══ Selected text ══

Spanking
By tcolwell
@tcolwell (138)
January 4, 2008 10:13am CST
What do you think about spanking, not with a belt, just regular spanking. What is your opinion on it versus time-out as far as effectiveness is concerned. Also, anyone with grown children who can give advice in hindsight. Thanks
7 responses
@sjchristian (76)
• United States
4 Jan 08
I have an 11 year old and a 9 month old. With my 11 year old he hasn't been spanked in years I can say. I do believe in spanking however. I think the first time I spanked my older son was when he was about 5 years old. Before that I would do the time out thing, he would have to sit on the staircase facing the kitchen for a while. Or if we were in the park i would first sit him on a bench while everyone else played and if he got in trouble again we would simply leave. That worked until he would do something bad such as hit a kid immediately appologize and then sit himself down. Basically doing what he wanted to do then punishing himself.
I am very selective about spanking children. I do not believe that a parent should spank or hit their child when the parent is angry, only because I feel that you may not be able to gauge your behavior. Ie: I once had to intervene with a friend who as she called "spanked" her son who was about 9 y/o he has a bowel problem (something about lacking proper feeling - he never knows when he will go to the bathroom so he wears a pull-up. She wanted him to learn to control it and told him not to wear the pull-ups and on complete accident he went to the bathroom on her sofa. Mind you he didnt poop on the sofa nothing came out through his pants. She jumped on him like he stole from her momma. I came inbetween but the next day the poor kid still have marks.
I don't believe that spanking should leave a mark, nor should a spanking be the end all, I think that there should be at least 2 warnings, then an attempt to do something else such as time out or removale from the situation and lastly a pop- and that should be followed by a converstaion.
I don't see a smack in the face as spanking, or any closed handed contact, or the use of any items. It should be an open hand to the rear end.
Now when it comes to my children. I don't believe in spanking before a child can understand, meaning if you tell your child to do something and they conciously disobey you, a pop on the butt is exceptable. Because they knew what they did was wrong. I do not condone beatings where marks are left.
What I do with my older son and will continue to do with my younger son is talk to them. But this doesnt work with every child every time.
When I get angry with my older son now, I yell, sometimes threaten a beating, punish and take away things he likes.
I leave a pop on the butt for things such as direct disrespect. And that was after him repeatedly calling his grandmother a effing B word. He was about 5 at the time and I kept telling him not to say that ever.
I have biffed him off the back of the head in a way to gain his attention when I am speaking to him or when he is out of control. Nothing hard just a tap on the back of the head.
@lightningd (1039)
• United States
4 Jan 08
Yes, they are turning out fine without spanking but you still have to find a way to discipline your child for bad behavior. That is the important thing. Many parents these days don't want to spank, but they don't have a back up for discipline, and they end up with the monsters at wal-mart. You have to do what you feel is best for your child and you. Always be the parent and teach your child right from wrong and they'll be great adults.
@nichole1983 (1187)
• Canada
4 Jan 08
i have a 6 year old and 1 year old and i have never hit them. i have never been a yeller towards my girls either. i dont think that its right to scold a child that young when they dont understand. plus my oldest doesnt like yelling at all.. she says there is no need for it and that we can talk rational. yes this is coming from a 6 year old shes very smart to say the least. my parents never hit me as well they raised their voices a bit but more in a stern manner to get their point across... there is no yelling in this family at all
@nichole1983 (1187)

═══

> _Instruction 1_:
From the spanking discussion, quote everything from "Now when it" down to "child every time.".
> _Instruction 2_:
Answer these questions about the spanking discussion:
(a) About how old was sjchristian's older son when he was first spanked?
(b) Which country is listed for nichole1983?
(c) How many responses does the thread report?
> _Instruction 3_:
Proceed with the spanking discussion thread from the point where it stops.
The records that come next have no connection to the spanking discussion.

══ Dataset ══

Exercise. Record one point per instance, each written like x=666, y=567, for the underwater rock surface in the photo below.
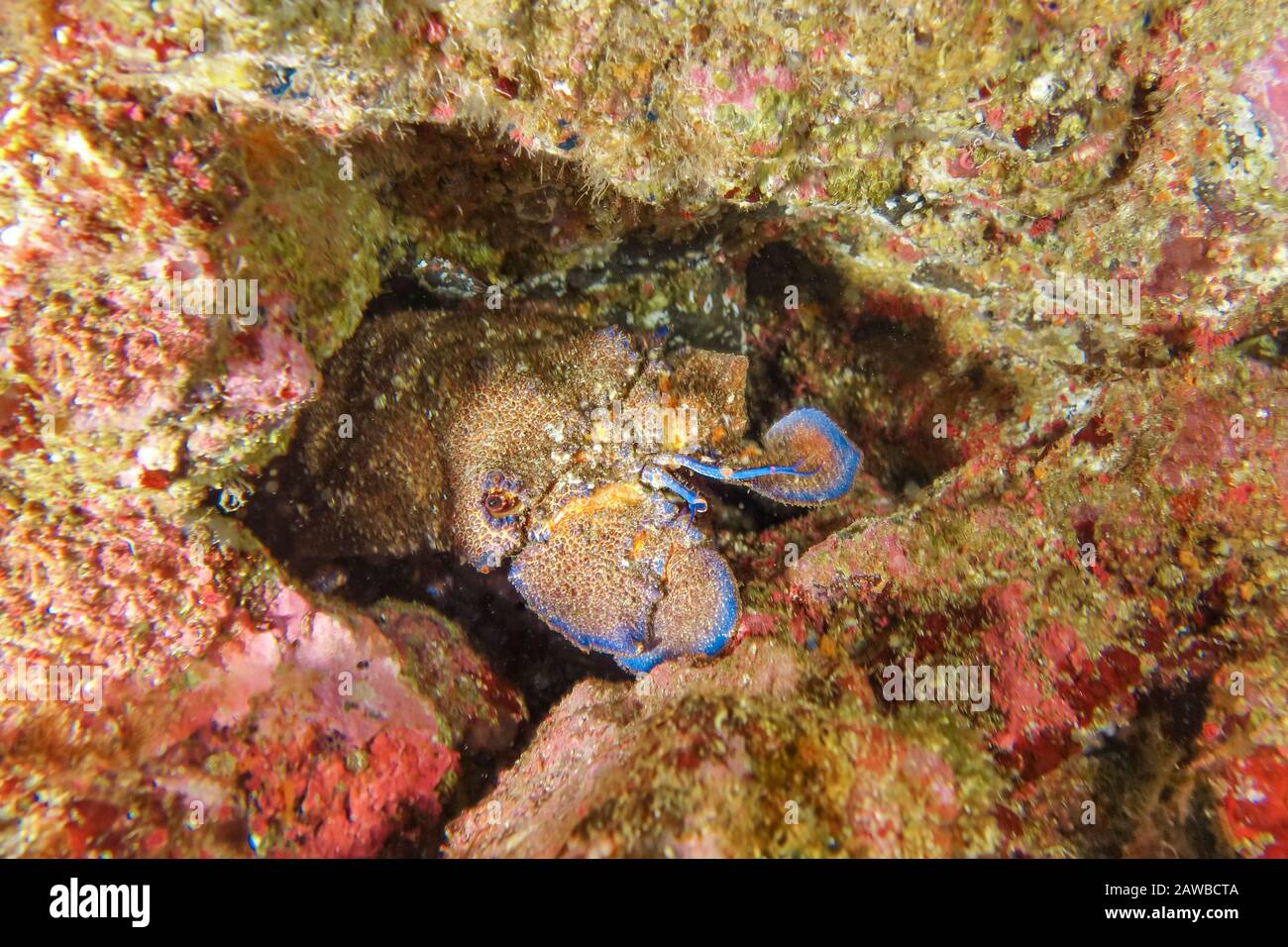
x=1030, y=262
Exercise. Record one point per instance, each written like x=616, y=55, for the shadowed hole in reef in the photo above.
x=872, y=360
x=1159, y=810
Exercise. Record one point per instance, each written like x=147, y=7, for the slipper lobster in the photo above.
x=568, y=451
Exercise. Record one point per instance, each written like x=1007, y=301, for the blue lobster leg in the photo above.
x=820, y=462
x=729, y=474
x=656, y=476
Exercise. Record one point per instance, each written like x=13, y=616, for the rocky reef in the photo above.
x=1030, y=257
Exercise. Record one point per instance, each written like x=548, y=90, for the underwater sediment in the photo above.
x=1029, y=260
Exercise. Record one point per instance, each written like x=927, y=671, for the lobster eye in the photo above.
x=500, y=501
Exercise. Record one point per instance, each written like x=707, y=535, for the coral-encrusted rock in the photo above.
x=307, y=729
x=748, y=755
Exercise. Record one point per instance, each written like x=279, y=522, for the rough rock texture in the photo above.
x=1090, y=504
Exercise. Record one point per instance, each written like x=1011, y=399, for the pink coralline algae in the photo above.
x=430, y=256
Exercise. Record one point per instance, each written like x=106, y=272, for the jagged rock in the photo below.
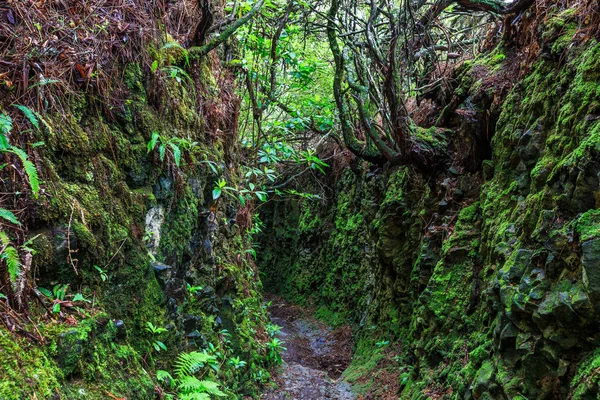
x=590, y=261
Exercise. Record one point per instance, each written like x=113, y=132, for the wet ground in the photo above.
x=315, y=358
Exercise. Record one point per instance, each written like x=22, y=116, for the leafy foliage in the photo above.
x=188, y=386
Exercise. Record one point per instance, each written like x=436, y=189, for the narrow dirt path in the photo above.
x=315, y=358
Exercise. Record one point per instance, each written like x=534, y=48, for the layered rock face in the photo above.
x=134, y=229
x=484, y=277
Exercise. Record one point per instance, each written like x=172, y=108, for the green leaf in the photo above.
x=79, y=297
x=176, y=153
x=4, y=145
x=194, y=396
x=29, y=114
x=5, y=124
x=153, y=141
x=34, y=180
x=30, y=170
x=12, y=261
x=262, y=196
x=9, y=216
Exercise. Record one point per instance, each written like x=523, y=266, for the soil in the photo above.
x=315, y=358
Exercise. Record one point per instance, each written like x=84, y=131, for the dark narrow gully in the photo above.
x=314, y=359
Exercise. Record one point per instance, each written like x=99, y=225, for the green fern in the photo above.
x=9, y=216
x=191, y=384
x=5, y=123
x=189, y=387
x=30, y=170
x=194, y=396
x=190, y=363
x=170, y=45
x=29, y=114
x=11, y=256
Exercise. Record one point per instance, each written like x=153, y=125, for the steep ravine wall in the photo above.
x=485, y=283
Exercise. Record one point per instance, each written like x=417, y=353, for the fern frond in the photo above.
x=29, y=114
x=5, y=123
x=190, y=363
x=190, y=384
x=9, y=216
x=212, y=388
x=11, y=256
x=30, y=170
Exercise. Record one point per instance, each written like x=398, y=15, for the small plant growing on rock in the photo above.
x=274, y=349
x=189, y=382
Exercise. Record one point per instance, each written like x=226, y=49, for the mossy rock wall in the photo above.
x=484, y=283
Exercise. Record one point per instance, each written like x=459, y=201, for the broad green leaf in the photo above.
x=153, y=141
x=5, y=124
x=4, y=145
x=9, y=216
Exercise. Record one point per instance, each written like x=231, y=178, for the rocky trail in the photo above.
x=314, y=359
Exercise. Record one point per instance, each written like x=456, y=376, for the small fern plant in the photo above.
x=9, y=253
x=5, y=147
x=186, y=384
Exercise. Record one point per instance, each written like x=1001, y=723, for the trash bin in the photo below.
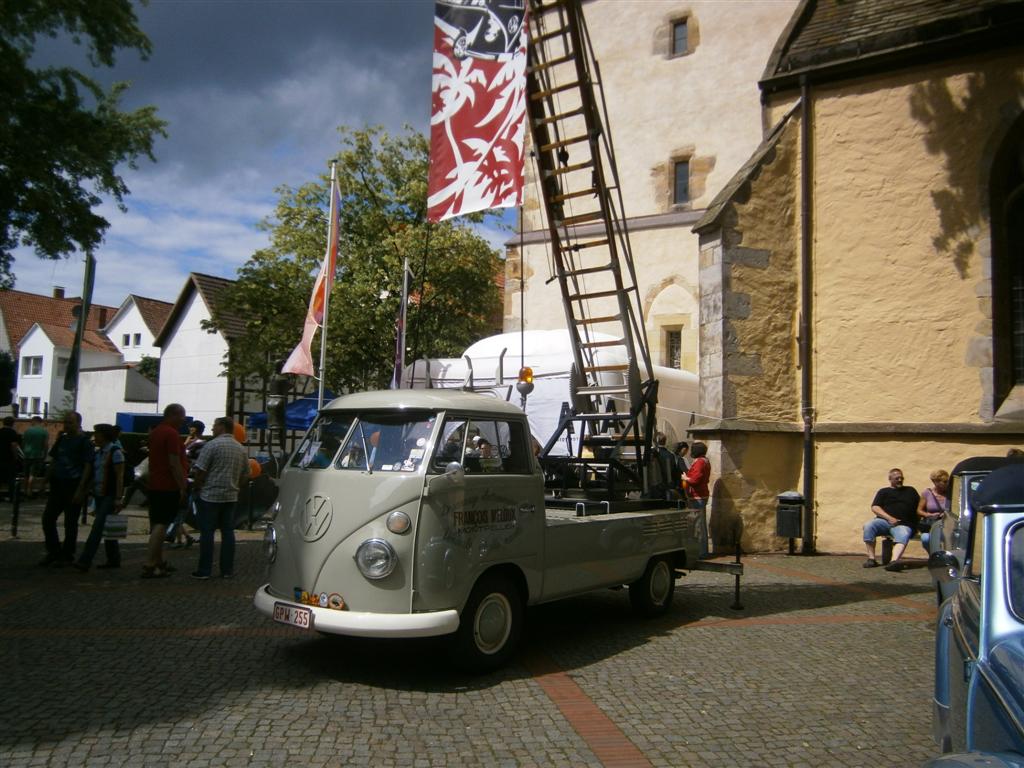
x=790, y=515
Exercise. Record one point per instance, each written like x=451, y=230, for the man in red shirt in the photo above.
x=167, y=484
x=695, y=479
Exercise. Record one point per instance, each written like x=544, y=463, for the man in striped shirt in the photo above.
x=220, y=469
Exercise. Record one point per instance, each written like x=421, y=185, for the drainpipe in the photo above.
x=806, y=307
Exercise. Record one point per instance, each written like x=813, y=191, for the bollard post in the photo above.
x=736, y=605
x=15, y=503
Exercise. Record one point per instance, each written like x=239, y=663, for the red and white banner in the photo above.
x=478, y=110
x=300, y=360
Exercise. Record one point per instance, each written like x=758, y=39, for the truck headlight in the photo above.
x=376, y=558
x=270, y=544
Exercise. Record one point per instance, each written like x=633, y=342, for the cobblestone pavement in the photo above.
x=827, y=665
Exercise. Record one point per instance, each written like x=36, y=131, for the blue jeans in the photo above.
x=214, y=515
x=104, y=507
x=876, y=527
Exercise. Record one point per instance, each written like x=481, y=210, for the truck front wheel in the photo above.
x=489, y=626
x=651, y=594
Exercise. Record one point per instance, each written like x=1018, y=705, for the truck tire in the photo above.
x=489, y=626
x=651, y=594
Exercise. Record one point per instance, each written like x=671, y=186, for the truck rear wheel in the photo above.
x=651, y=594
x=489, y=626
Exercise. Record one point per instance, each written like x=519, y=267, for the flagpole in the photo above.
x=404, y=312
x=75, y=360
x=328, y=285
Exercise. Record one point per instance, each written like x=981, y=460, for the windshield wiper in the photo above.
x=366, y=452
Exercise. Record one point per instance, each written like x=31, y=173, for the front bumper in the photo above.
x=365, y=624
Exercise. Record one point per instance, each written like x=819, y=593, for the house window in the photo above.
x=673, y=348
x=32, y=366
x=680, y=38
x=681, y=182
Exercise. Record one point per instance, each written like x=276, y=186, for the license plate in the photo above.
x=293, y=615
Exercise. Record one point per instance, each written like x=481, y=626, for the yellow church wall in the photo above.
x=900, y=248
x=852, y=468
x=702, y=105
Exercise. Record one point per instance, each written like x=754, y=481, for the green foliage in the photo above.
x=150, y=368
x=61, y=134
x=383, y=183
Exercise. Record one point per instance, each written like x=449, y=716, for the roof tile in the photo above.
x=19, y=310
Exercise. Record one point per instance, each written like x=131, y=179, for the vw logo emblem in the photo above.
x=316, y=517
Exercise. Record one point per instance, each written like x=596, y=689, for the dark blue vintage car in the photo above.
x=950, y=532
x=979, y=658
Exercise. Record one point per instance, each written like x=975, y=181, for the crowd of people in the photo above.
x=192, y=478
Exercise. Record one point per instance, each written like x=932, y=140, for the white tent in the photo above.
x=549, y=353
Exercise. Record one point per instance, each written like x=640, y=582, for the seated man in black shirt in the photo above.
x=895, y=511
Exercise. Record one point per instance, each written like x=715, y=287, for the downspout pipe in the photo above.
x=806, y=312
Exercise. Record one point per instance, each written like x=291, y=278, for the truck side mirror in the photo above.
x=944, y=566
x=454, y=475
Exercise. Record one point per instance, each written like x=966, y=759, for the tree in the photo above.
x=61, y=134
x=383, y=183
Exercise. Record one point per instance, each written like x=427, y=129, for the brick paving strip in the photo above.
x=603, y=737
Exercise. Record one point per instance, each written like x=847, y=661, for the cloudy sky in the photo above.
x=253, y=91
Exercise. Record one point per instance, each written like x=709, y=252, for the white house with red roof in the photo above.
x=135, y=326
x=43, y=355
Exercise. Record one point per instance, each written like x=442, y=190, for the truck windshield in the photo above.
x=322, y=441
x=387, y=441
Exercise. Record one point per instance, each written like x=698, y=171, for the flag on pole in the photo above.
x=300, y=360
x=478, y=107
x=74, y=361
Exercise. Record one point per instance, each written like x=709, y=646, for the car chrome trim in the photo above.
x=365, y=624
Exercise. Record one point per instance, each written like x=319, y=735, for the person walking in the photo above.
x=167, y=485
x=219, y=471
x=35, y=441
x=107, y=479
x=695, y=481
x=10, y=456
x=72, y=455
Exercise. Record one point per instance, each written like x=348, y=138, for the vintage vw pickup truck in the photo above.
x=979, y=648
x=414, y=513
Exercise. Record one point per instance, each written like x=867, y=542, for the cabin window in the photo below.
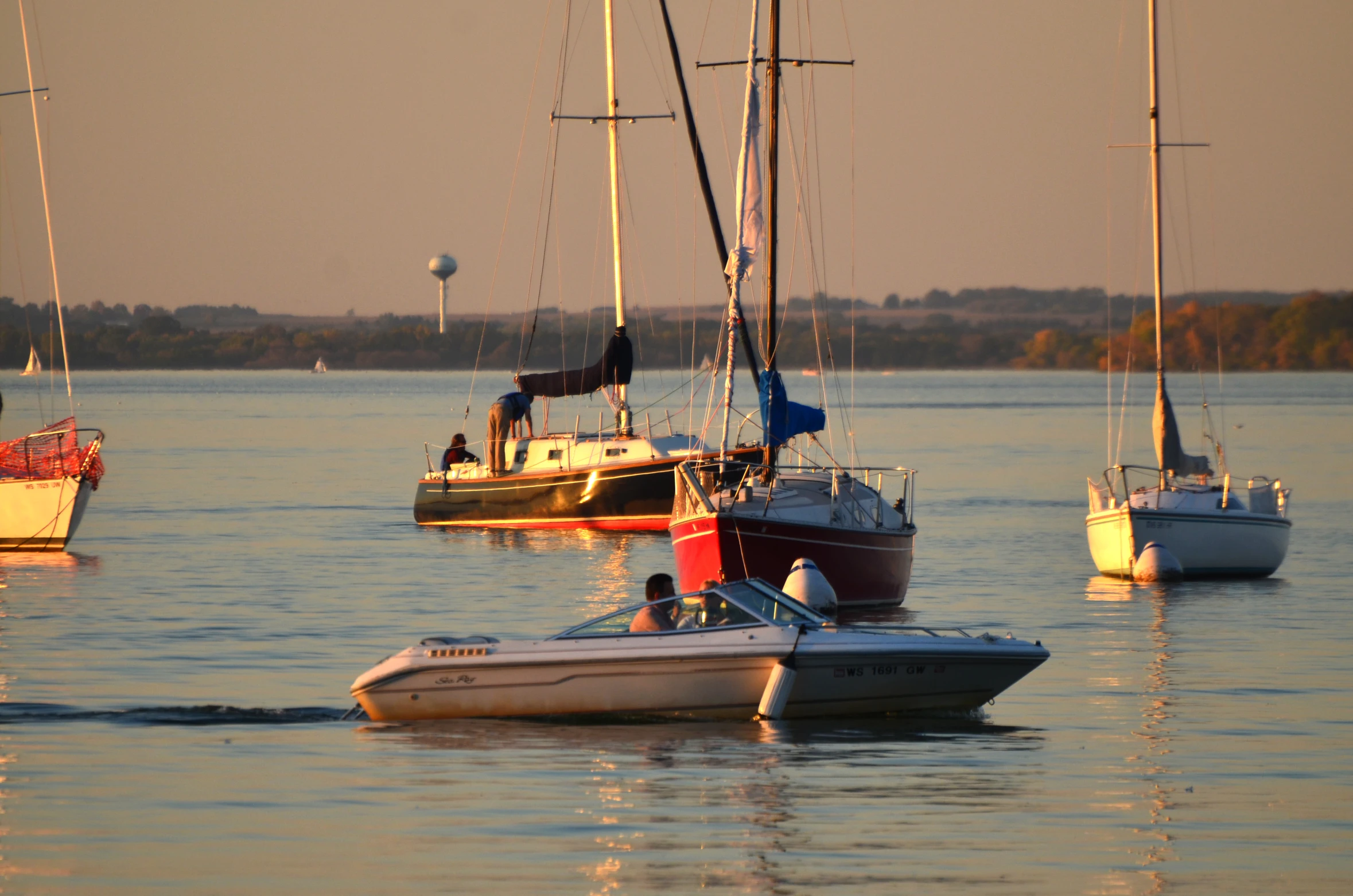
x=683, y=615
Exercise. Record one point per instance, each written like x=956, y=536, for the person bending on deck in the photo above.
x=456, y=454
x=502, y=415
x=655, y=619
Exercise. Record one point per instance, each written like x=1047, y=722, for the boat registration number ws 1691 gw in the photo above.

═══

> _Final result 1_:
Now when it comes to my children. I don't believe in spanking before a child can understand, meaning if you tell your child to do something and they conciously disobey you, a pop on the butt is exceptable. Because they knew what they did was wrong. I do not condone beatings where marks are left.
What I do with my older son and will continue to do with my younger son is talk to them. But this doesnt work with every child every time.

> _Final result 2_:
(a) About 5 years old.
(b) Canada.
(c) 7 responses.

> _Final result 3_:
• Canada
5 Jan 08
yes every child and every situation is different but you dont have to hit your child to get the point across.. i have seen many parents out in public that have spanked their children.. to me that is cruel... if you dont want your child to act out in public be rational about it and not go towards the spanking... its awful to think that these ppl do these types of things to children... but spanking hitting screaming at the child is not going to help in anyway... i have had several friends when i was younger that their parents spanked screamed etc to them and i dont like the outcome.. i have seen several of my friends who think that spanking etc is good for the child... in todays society teachers inpact it into the childs head that its wrong and cfs is the answer.. well i know lots about the cfs department and once called on you very hard to get rid of them.. its like walking on thin ice... i know there are many many views on this discussion and im just saying hitting spanking etc is not the right way to go about raising a child... children are pure and so innocent and dont need to be tainted by this...
@aries_0325 (3060)
• Philippines
13 Jan 08
I do not believe parents should spank their children, and instead Despite its common acceptance, spanking is a less effective strategy than timeout or removal of privileges for reducing undesired behavior in children.
In some research spanking may immediately reduce or stop an undesired behavior, its effectiveness decreases with subsequent use. The only way to maintain the initial effect of spanking is to systematically increase the intensity with which it is delivered, which can quickly escalate into abuse. Thus, at best, spanking is only effective when used in selective infrequent situations." there are more effective ways to discipline a child than to inflict pain. However, spanking a child, if it is done correctly, is not harmful to a child and actually is helpful.
@lightningd (1039)
• United States
4 Jan 08
I never really had to spank either of my children, but I do remember slapping their hands for getting into things that they were not supposed to and once or twice when they were toddlers swatting their bottoms for acting out, and the issue never happened again after the first swat. But this was when they were less than a year old, and getting into things that potentially could have hurt them. But this was when they were very very little. I always spoke to my children as if they understood everything I said, even when they were little. I tried time out, but I found that it was better to take something away that they enjoyed playing with.
Both of my children were taught that there are consequences for bad behavior. Another thing my kids learned as soon as they started school, was that they were expected to get good grades or they would lose privledges. That meant if they got lower than a C, they were not allowed to do activities they enjoyed until their grades had be brought up to my standards.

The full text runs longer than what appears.